▸ Records for the task:

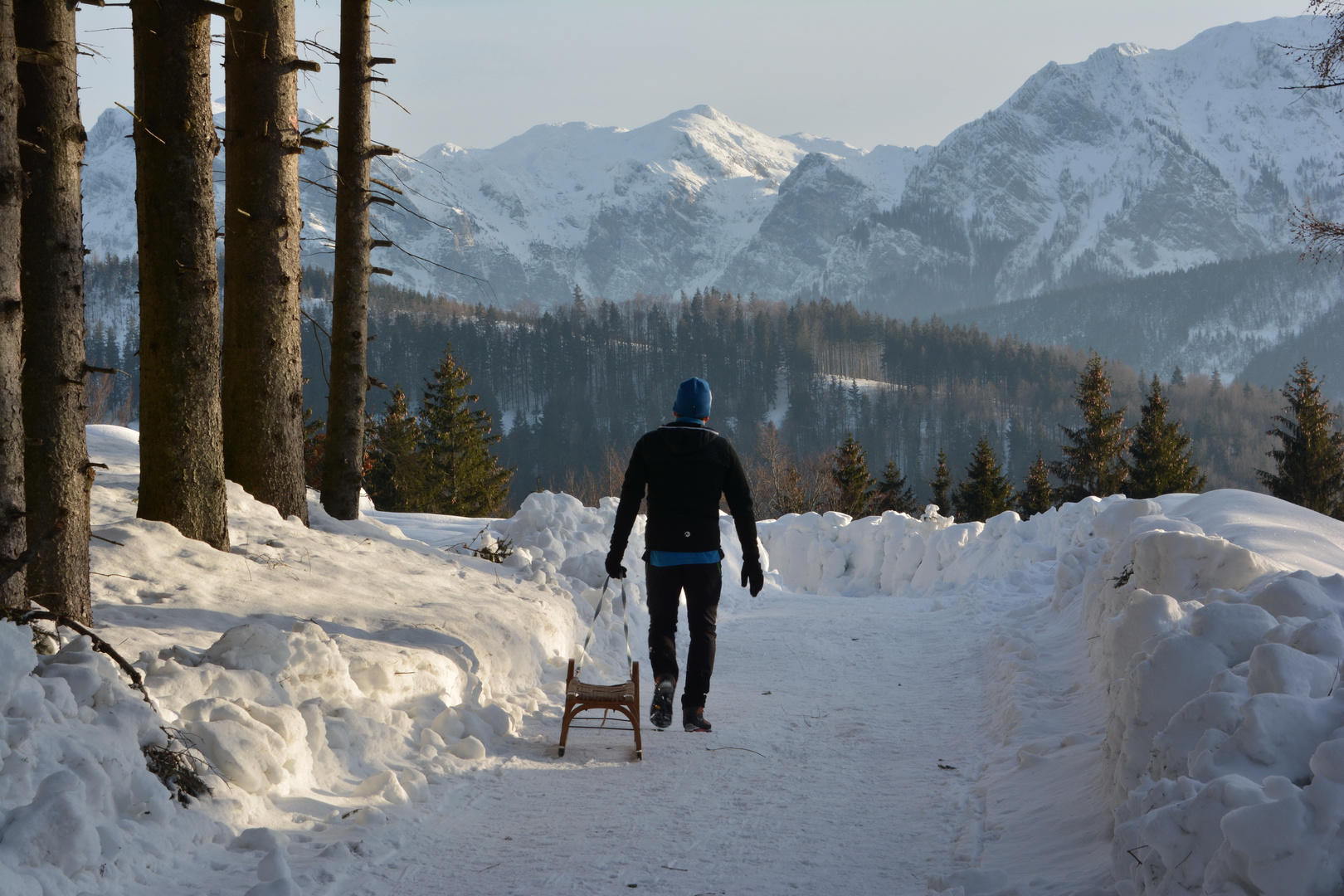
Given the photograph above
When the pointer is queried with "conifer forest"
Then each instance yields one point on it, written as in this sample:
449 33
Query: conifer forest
570 386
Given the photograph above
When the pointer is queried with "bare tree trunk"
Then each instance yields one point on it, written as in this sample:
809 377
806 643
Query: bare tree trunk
12 187
56 466
343 465
182 453
262 370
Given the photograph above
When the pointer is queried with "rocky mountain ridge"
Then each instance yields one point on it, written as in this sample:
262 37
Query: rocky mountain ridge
1131 163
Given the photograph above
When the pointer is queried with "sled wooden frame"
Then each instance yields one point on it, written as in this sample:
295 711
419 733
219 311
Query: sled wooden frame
622 698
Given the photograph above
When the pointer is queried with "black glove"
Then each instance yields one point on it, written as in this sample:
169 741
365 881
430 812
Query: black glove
753 572
613 564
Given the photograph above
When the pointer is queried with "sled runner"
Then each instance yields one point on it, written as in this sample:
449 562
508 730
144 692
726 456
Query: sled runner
622 698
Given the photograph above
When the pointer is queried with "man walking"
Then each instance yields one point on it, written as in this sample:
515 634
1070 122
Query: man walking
686 466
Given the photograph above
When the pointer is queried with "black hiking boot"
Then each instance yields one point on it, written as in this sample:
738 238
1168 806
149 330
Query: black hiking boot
660 711
694 720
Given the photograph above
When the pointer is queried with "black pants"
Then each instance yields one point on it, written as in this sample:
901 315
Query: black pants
702 583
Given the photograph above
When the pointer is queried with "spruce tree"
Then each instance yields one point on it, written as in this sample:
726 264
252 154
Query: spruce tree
1160 453
396 480
56 475
893 494
1309 464
1036 496
986 492
182 451
461 476
12 187
1093 461
941 483
850 473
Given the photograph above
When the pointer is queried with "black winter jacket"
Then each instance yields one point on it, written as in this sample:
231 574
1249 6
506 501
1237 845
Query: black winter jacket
686 468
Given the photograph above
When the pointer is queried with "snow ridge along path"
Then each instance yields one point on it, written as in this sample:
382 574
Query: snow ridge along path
1107 699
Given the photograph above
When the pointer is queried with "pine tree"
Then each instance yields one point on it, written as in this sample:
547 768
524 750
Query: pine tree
893 494
1160 453
1309 464
262 373
12 503
182 457
1093 460
986 492
941 483
343 470
1036 496
850 473
396 480
463 477
56 479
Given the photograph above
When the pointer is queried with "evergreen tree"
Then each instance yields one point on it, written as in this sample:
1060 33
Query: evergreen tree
986 492
463 477
1309 464
893 494
396 480
940 483
850 473
1160 453
1093 460
1036 496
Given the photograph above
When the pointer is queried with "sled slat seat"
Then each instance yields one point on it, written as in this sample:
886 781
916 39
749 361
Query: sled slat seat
582 692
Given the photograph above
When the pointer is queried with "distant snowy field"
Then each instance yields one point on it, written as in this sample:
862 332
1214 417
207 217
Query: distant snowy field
1114 698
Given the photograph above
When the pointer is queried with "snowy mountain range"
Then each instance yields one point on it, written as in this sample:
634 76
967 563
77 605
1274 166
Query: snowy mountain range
1129 163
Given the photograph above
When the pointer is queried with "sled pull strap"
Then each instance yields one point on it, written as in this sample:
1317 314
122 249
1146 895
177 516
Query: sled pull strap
626 624
587 638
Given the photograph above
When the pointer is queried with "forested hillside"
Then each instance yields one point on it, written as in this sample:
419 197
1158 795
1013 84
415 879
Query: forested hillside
567 386
1252 319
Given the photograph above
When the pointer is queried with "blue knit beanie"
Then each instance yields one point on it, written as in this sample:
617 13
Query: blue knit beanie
693 399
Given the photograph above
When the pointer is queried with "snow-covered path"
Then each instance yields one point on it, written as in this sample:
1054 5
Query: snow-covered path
1113 698
851 705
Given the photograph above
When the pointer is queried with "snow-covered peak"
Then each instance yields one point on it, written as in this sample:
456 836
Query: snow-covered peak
1129 49
1131 162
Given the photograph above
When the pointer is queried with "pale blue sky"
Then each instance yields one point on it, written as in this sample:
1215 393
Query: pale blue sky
867 71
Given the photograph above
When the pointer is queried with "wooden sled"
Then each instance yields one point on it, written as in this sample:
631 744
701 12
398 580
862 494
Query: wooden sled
622 698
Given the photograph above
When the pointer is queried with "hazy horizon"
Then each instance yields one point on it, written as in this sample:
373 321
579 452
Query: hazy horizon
476 74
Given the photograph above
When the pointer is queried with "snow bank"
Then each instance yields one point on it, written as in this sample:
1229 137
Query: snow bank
895 553
325 679
1220 659
1214 626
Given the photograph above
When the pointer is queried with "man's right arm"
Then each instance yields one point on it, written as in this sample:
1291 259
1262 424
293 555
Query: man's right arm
632 494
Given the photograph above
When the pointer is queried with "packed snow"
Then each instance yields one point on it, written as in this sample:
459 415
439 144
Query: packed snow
1113 698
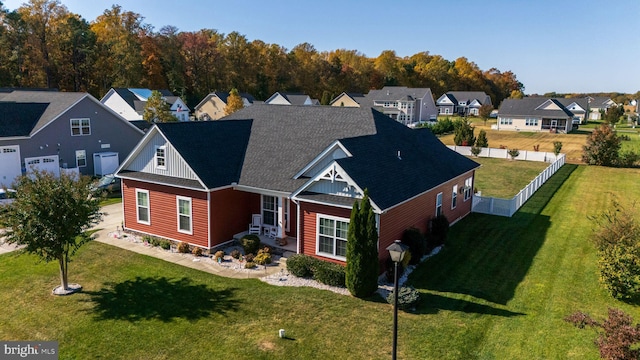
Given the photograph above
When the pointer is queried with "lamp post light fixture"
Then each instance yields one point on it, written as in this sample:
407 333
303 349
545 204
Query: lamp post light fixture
397 251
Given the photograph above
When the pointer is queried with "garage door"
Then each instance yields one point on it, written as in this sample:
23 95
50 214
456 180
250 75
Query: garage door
9 164
49 163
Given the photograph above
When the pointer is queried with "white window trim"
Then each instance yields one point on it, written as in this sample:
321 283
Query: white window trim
184 198
155 157
330 217
148 207
84 152
454 197
439 203
79 126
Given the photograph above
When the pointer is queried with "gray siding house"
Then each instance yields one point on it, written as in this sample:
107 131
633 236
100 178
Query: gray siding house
49 130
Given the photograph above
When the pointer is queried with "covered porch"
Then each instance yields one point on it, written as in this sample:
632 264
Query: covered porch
273 242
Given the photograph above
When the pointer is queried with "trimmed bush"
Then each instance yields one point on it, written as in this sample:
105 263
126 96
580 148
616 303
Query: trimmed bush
301 265
218 255
408 297
263 258
329 273
250 243
183 248
413 238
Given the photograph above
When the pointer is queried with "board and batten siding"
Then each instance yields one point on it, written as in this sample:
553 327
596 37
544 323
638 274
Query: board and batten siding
308 227
163 212
175 166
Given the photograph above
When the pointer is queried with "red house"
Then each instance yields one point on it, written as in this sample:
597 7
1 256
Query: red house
301 168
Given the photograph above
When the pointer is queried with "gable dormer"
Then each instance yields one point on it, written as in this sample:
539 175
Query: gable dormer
549 105
333 152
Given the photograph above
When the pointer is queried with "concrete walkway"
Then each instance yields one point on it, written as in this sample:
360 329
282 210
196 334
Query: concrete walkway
113 219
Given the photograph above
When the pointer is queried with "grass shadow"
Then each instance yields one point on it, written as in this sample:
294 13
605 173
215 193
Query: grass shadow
431 303
488 256
160 298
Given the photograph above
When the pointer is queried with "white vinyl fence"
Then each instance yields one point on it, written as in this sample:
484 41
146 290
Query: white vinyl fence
508 207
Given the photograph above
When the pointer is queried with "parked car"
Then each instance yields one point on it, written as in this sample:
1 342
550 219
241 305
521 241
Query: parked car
108 183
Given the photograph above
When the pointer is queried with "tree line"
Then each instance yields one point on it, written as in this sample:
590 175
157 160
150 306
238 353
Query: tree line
44 45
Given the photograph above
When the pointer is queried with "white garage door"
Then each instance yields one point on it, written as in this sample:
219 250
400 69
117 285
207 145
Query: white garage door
9 164
49 163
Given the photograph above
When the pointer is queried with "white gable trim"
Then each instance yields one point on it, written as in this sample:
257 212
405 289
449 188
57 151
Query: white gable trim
143 144
322 155
333 172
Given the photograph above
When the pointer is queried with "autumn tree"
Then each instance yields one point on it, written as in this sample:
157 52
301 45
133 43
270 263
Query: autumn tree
157 110
35 218
603 145
234 102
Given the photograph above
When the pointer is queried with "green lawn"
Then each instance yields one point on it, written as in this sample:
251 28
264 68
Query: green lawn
498 290
504 178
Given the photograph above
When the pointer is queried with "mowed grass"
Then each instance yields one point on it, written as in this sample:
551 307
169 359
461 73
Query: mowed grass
499 290
504 178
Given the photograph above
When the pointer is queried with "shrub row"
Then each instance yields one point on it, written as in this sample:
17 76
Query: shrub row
324 272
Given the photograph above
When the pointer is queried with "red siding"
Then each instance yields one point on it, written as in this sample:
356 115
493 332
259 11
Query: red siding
418 211
231 213
164 213
414 213
308 226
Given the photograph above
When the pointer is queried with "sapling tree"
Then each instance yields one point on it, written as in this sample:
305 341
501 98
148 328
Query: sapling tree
51 216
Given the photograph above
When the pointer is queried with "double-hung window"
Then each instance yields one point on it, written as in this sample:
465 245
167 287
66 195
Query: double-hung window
332 236
161 157
142 206
439 204
454 196
81 158
185 219
80 127
468 183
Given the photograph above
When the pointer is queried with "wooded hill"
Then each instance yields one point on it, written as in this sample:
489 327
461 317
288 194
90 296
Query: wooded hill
43 45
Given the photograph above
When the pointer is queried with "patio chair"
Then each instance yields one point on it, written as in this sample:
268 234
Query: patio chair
256 224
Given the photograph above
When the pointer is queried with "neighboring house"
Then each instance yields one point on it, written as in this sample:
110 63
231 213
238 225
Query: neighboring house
462 103
598 105
347 100
301 168
534 114
130 102
213 106
49 130
282 98
408 106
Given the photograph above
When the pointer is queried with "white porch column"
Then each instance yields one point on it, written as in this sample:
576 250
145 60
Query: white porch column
280 216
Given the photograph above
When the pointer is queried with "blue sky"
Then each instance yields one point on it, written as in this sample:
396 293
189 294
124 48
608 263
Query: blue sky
564 46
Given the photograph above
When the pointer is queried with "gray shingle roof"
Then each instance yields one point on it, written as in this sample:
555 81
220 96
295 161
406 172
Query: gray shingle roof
58 102
215 150
528 107
265 146
19 119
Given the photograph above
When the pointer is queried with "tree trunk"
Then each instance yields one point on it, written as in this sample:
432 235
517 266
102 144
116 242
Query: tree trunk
63 272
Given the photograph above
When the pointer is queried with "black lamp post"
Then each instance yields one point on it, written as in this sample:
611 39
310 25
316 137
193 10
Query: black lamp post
397 251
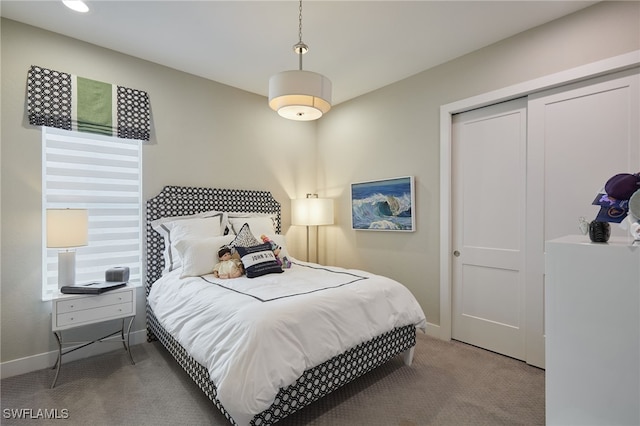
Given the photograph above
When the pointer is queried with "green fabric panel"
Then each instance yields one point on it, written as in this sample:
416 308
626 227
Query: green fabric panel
94 106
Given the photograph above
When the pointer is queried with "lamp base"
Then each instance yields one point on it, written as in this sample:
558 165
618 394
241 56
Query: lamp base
66 268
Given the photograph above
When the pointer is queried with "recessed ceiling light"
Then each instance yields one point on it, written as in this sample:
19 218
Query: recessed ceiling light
77 5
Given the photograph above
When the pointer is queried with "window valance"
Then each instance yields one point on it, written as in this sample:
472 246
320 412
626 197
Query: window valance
65 101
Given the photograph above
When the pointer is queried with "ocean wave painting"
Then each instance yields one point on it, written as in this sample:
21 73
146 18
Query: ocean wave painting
383 205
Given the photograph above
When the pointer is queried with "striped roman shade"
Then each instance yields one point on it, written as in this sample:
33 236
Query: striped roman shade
104 176
65 101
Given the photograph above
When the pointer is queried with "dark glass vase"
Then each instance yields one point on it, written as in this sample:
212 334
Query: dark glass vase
599 232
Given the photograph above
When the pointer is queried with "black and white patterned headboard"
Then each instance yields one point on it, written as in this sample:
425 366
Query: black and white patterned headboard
182 201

▸ Exercise description: Return every line of the records above that contains the word "conifer".

▸ Reply:
When the pointer is queried with "conifer forest"
Query: conifer forest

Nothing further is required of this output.